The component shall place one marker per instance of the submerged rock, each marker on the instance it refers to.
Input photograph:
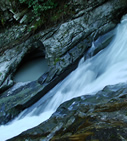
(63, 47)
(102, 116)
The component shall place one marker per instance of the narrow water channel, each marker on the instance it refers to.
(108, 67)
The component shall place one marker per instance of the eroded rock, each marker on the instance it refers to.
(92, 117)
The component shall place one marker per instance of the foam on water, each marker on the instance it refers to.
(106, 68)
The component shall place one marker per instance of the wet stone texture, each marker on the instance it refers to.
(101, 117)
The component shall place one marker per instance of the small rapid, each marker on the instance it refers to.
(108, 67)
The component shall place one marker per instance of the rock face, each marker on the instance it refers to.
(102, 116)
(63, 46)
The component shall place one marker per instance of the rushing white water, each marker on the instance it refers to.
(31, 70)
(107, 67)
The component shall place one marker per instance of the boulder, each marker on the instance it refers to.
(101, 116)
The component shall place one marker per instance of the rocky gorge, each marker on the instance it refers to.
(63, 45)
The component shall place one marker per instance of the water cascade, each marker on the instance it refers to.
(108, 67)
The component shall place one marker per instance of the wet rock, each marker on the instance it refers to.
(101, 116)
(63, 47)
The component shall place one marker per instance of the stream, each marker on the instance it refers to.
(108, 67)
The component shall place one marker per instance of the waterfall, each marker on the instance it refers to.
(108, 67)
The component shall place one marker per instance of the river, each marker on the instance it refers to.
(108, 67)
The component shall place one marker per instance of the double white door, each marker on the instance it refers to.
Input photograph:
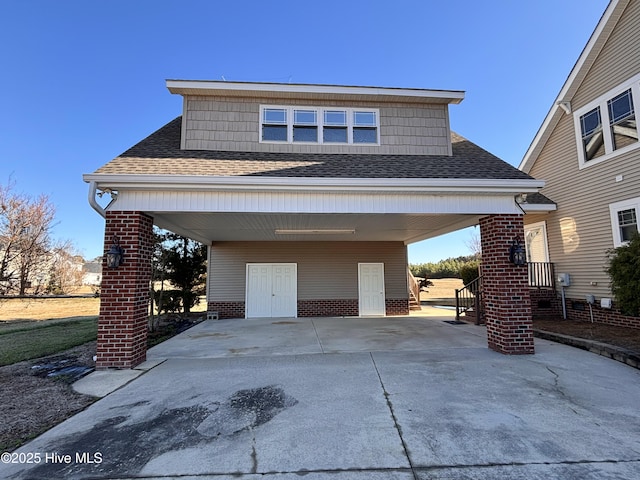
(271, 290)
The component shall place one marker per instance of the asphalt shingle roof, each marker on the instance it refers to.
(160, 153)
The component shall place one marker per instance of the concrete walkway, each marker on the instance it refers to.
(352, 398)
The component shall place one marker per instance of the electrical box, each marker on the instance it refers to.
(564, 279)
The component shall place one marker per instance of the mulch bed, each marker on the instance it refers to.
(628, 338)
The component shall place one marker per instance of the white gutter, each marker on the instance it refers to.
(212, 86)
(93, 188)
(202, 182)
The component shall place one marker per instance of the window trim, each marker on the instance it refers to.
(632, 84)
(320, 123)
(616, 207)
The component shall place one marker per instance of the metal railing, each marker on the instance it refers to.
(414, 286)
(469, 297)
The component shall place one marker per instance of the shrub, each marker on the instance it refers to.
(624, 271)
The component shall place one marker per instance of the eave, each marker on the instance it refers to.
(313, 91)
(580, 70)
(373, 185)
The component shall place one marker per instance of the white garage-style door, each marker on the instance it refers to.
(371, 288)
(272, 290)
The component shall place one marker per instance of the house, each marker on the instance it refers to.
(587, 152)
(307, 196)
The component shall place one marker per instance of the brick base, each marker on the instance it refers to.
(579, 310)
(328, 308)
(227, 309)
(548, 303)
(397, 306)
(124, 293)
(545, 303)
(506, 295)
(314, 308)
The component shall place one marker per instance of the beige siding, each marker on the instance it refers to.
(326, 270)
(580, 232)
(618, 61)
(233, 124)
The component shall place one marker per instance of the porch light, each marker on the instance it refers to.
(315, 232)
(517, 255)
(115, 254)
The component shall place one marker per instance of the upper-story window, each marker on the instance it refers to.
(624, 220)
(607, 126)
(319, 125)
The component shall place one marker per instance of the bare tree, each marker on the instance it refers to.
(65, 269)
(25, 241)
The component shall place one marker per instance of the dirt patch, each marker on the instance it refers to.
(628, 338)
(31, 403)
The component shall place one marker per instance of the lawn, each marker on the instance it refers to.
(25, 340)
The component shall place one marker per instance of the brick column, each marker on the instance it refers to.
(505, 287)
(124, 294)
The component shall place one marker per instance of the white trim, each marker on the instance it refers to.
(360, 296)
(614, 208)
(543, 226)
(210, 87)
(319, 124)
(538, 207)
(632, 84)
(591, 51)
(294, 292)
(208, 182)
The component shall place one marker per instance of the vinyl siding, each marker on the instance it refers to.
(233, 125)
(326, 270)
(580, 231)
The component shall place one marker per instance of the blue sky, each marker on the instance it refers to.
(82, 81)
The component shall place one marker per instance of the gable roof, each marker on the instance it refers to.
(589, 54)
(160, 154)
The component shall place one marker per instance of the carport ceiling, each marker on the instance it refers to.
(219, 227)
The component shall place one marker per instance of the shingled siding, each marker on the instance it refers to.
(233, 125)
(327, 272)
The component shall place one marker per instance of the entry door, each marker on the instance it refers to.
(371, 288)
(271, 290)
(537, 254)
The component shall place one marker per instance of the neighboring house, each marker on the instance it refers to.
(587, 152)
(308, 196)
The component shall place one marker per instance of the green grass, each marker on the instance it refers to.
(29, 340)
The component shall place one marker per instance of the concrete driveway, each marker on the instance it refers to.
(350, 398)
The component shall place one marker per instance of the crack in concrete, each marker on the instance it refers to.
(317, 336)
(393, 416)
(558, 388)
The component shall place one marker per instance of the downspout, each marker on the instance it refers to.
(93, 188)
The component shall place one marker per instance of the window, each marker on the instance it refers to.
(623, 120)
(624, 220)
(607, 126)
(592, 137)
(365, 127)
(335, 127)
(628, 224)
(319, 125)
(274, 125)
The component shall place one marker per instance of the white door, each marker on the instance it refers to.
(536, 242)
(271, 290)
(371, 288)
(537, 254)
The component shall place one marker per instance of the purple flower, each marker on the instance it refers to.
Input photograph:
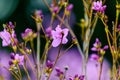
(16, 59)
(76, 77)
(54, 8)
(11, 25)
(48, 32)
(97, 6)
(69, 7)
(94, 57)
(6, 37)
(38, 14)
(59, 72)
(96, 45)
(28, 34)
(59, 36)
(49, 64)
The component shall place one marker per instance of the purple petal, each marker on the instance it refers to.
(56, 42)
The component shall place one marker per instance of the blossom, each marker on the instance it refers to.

···

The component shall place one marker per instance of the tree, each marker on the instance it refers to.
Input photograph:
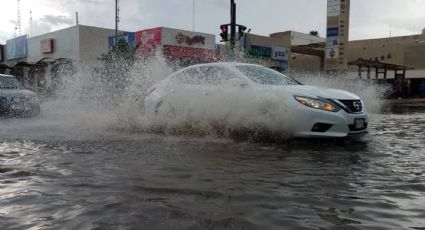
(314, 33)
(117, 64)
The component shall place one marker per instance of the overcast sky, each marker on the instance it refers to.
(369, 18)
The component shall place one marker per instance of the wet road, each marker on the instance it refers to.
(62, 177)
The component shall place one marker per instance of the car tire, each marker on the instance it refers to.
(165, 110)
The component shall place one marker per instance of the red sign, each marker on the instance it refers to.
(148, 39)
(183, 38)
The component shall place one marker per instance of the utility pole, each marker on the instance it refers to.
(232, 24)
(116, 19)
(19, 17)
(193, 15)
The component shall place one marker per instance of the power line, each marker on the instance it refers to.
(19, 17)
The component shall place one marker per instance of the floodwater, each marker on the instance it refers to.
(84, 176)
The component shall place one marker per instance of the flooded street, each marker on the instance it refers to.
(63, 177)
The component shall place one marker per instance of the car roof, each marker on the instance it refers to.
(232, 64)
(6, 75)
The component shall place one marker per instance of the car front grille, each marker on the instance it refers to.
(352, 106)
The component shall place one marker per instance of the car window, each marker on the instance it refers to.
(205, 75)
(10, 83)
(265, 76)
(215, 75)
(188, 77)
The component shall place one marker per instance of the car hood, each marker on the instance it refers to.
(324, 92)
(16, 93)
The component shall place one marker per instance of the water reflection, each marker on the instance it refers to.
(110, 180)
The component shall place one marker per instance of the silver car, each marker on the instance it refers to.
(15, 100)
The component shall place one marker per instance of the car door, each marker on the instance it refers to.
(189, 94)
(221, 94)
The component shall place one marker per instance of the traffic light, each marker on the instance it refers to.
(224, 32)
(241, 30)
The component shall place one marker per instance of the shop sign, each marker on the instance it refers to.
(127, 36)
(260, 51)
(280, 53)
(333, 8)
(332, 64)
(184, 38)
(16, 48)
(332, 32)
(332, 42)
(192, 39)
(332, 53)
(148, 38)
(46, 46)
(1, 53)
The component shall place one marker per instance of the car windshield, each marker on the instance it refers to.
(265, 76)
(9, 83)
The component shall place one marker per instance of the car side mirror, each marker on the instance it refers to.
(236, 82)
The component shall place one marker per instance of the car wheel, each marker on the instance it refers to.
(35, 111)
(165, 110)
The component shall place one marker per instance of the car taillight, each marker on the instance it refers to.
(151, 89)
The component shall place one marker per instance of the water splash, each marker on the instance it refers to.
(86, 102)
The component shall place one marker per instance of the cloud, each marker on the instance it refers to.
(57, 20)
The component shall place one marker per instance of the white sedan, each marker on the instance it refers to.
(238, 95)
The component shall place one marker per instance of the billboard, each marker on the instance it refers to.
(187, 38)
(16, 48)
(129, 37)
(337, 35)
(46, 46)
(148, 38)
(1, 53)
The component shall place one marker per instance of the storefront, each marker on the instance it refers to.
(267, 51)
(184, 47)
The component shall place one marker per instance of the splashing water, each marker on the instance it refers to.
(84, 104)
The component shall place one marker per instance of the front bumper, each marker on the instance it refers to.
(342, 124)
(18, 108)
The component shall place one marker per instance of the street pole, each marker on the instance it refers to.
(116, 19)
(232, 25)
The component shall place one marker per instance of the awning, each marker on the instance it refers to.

···

= TASK OBJECTIVE =
Put everything from the line containing "white sedan, each" down to the line containing "the awning, each", both ends included, into a numbered list with one line per item and any blank lines dropped.

= OUTPUT OF THE TASK =
1. The component shall place one marker per instance of the white sedan, each marker on the instance it refers to.
2. (238, 95)
3. The component shall place one marker per instance of the billboard, each marker on the instance it refers to.
4. (187, 38)
5. (16, 48)
6. (129, 37)
7. (337, 35)
8. (46, 46)
9. (148, 38)
10. (1, 53)
11. The component shall place one marker per instance of the storefront, each marker on the instance it refers to.
12. (267, 51)
13. (184, 47)
14. The component shall place one marker per instance of the splashing water, each marker on the instance it refers to.
15. (84, 104)
16. The component shall place one marker per instance of the front bumper, each marker on the instance it refers to.
17. (342, 124)
18. (18, 108)
19. The component shall place one marker per instance of the street pole, each marker on the instance it refers to.
20. (116, 19)
21. (232, 25)
22. The component shall place one marker per instance of the awning, each marker on the instance it refers to.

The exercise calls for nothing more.